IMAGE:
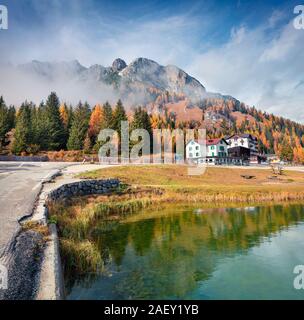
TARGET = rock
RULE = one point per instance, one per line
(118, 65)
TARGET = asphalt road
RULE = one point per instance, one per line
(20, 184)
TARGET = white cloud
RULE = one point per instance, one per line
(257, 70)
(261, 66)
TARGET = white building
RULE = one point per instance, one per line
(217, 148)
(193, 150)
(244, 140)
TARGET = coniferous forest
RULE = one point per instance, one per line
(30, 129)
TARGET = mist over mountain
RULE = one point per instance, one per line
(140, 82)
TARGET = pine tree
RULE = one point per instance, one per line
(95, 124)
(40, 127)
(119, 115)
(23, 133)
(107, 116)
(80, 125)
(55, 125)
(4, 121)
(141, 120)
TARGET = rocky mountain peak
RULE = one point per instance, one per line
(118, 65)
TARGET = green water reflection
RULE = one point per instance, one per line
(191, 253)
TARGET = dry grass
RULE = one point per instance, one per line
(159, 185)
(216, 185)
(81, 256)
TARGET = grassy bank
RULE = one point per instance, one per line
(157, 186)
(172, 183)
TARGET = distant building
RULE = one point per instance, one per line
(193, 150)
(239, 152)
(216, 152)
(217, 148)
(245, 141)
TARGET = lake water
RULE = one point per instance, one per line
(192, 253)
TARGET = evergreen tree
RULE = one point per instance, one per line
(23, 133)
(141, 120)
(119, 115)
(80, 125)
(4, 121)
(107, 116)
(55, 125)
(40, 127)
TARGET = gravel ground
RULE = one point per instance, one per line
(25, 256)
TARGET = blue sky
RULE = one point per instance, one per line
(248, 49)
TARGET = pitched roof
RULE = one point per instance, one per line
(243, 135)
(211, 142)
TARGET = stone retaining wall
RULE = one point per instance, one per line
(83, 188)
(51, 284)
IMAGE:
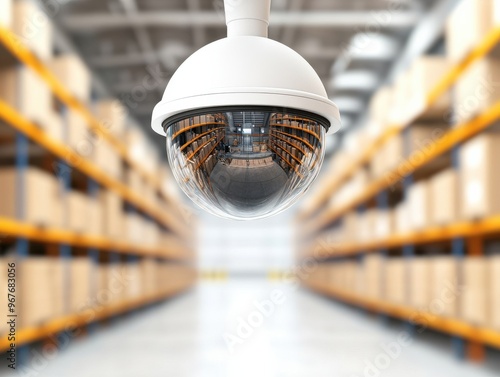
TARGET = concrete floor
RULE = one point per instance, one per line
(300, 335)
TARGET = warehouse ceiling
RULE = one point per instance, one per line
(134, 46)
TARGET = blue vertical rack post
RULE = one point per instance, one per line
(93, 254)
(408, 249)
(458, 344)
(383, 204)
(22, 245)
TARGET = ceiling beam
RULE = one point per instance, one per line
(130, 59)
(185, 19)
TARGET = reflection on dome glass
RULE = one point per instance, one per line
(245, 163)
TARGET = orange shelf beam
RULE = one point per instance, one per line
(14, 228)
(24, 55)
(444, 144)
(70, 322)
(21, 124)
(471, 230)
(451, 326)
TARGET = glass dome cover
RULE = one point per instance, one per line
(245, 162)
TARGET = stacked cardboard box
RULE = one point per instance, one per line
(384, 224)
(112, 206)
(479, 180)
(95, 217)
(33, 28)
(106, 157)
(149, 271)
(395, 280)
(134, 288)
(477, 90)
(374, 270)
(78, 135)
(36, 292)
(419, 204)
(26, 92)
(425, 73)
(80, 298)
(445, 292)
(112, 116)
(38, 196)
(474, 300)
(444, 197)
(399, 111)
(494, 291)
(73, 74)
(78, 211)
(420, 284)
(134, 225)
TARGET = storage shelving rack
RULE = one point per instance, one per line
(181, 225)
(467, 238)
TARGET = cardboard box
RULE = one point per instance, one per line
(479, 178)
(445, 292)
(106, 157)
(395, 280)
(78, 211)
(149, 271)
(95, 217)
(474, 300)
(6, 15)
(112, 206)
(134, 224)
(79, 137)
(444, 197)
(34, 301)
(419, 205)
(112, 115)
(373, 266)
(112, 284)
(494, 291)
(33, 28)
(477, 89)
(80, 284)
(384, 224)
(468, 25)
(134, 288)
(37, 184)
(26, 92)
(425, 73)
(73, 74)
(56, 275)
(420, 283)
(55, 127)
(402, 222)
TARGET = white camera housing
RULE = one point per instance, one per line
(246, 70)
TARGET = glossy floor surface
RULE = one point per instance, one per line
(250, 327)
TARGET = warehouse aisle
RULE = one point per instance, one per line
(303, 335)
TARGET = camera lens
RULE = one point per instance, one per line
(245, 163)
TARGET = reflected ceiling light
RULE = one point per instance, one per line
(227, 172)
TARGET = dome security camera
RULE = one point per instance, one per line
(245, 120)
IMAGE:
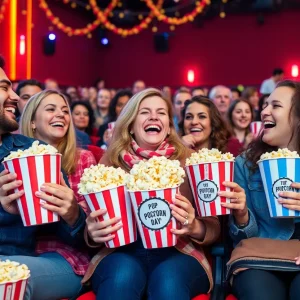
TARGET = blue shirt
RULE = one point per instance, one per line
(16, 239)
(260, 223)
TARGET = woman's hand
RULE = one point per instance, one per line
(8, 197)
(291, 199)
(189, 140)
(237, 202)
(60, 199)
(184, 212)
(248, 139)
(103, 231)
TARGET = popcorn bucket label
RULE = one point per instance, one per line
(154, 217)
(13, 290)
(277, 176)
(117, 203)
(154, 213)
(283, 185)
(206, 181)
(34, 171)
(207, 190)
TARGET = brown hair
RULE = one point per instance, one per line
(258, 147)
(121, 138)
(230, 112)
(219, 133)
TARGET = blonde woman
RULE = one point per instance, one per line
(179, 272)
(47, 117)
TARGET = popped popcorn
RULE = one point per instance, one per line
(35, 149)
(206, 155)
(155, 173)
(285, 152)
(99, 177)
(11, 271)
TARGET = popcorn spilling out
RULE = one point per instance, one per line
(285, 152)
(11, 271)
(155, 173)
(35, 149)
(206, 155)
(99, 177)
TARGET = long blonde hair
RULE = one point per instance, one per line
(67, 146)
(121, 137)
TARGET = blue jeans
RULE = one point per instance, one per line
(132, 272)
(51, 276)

==

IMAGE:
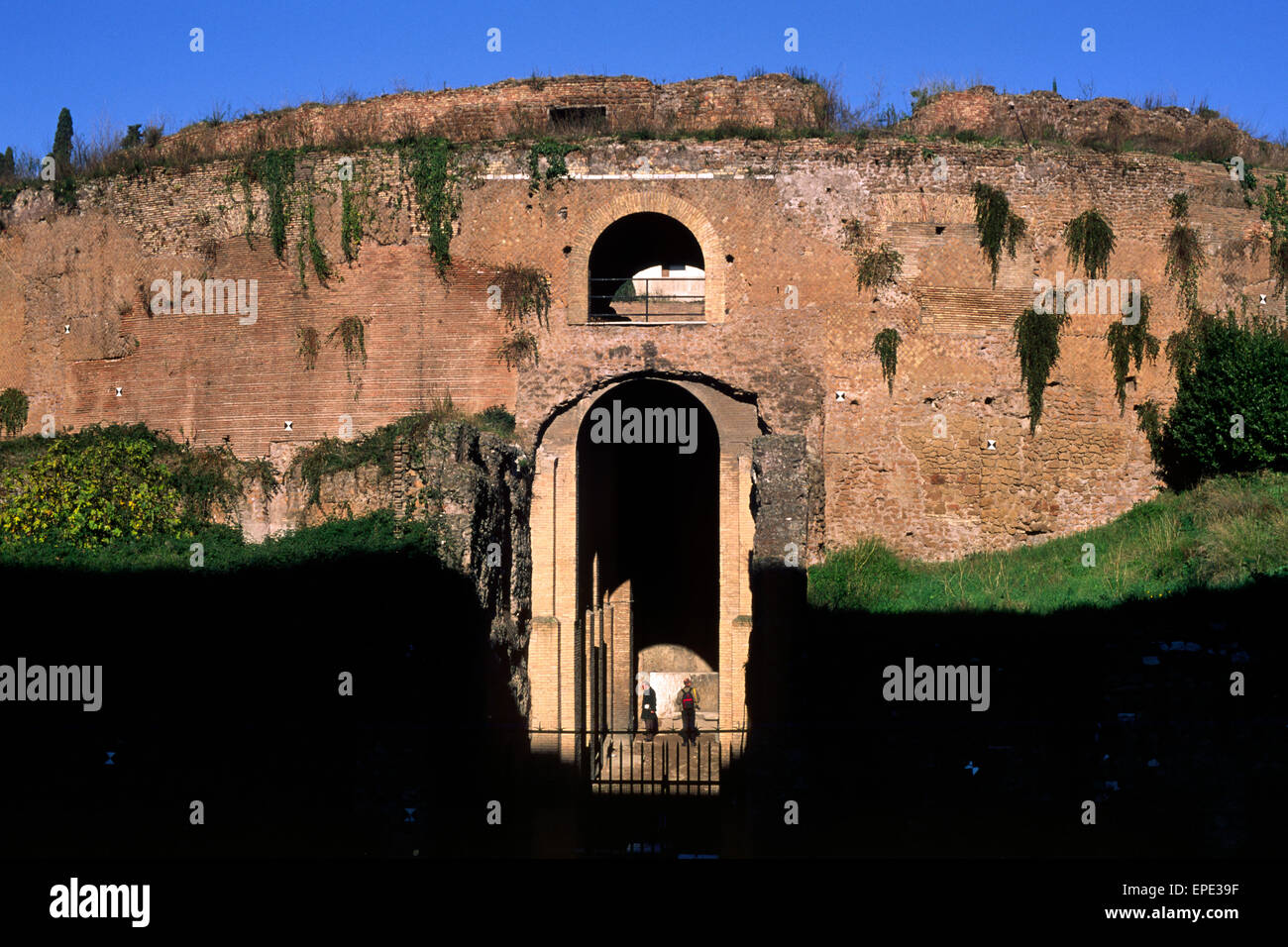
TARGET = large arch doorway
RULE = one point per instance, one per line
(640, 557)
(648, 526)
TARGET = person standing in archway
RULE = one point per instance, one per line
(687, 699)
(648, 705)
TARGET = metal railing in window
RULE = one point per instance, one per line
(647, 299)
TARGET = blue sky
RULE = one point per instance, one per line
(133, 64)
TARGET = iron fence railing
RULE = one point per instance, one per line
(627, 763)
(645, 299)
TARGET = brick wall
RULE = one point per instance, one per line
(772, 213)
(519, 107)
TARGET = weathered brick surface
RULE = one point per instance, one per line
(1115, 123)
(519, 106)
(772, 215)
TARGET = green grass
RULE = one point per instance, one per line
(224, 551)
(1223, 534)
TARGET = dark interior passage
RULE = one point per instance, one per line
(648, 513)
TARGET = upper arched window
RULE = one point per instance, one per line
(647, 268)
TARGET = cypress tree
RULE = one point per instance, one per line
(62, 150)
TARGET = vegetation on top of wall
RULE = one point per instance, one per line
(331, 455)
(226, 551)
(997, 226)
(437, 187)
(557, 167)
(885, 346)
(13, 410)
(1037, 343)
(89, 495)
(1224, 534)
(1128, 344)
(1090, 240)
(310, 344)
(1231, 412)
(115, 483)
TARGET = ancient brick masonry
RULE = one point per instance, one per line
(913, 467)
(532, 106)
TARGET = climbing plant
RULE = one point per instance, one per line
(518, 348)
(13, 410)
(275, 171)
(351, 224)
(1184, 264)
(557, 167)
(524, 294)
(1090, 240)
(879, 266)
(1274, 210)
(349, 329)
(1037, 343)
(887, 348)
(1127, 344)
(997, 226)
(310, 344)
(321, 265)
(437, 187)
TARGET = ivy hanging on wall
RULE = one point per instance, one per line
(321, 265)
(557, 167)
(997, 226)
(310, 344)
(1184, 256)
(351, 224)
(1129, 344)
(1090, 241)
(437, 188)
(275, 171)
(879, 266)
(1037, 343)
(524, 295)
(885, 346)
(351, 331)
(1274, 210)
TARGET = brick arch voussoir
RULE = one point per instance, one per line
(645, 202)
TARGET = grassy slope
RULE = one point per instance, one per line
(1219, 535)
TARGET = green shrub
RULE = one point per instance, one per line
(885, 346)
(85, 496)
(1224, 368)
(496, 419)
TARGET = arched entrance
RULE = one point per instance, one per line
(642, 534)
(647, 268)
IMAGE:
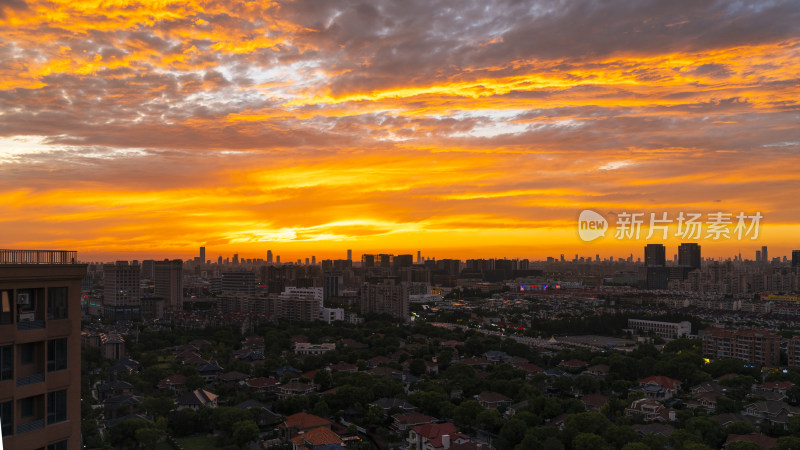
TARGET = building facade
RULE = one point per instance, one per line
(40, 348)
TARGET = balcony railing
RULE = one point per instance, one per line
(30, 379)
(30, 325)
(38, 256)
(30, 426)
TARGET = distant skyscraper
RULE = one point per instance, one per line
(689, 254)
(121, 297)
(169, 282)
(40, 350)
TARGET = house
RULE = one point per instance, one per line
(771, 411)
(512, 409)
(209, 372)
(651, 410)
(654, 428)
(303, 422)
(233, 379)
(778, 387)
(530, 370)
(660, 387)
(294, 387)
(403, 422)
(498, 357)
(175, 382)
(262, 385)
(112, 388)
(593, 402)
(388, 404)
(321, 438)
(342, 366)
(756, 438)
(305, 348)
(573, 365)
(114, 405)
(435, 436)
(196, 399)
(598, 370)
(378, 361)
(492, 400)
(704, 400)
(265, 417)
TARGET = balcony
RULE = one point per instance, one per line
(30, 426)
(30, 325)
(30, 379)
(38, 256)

> ABOUT THIS EXERCISE: Reproduce the lines above beginning at the line that contains "TARGET = stone retaining wall" and ending at the line that contains "TARGET = stacked cardboard box". No pictures.

> FINAL ANSWER:
TARGET = stone retaining wall
RULE = one point per instance, one per line
(83, 188)
(51, 284)
IMAGE:
TARGET = concrete floor
RULE = one point per instance, one per line
(300, 335)
TARGET = warehouse ceiling
RULE = one point per instance, one per line
(134, 46)
TARGET = blue vertical rack post
RULE = one point per instance, one per line
(93, 254)
(408, 249)
(458, 344)
(383, 204)
(22, 245)
TARGET = ceiling beam
RULE = one point per instance, one per line
(130, 59)
(185, 19)
TARGET = reflection on dome glass
RULE = one point per instance, one per line
(245, 163)
TARGET = orange shelf beam
RULE = one point per instance, one per line
(14, 228)
(24, 55)
(444, 144)
(70, 322)
(21, 124)
(471, 230)
(451, 326)
TARGET = glass dome cover
RULE = one point per instance, one per line
(245, 162)
TARGET = stacked cardboard box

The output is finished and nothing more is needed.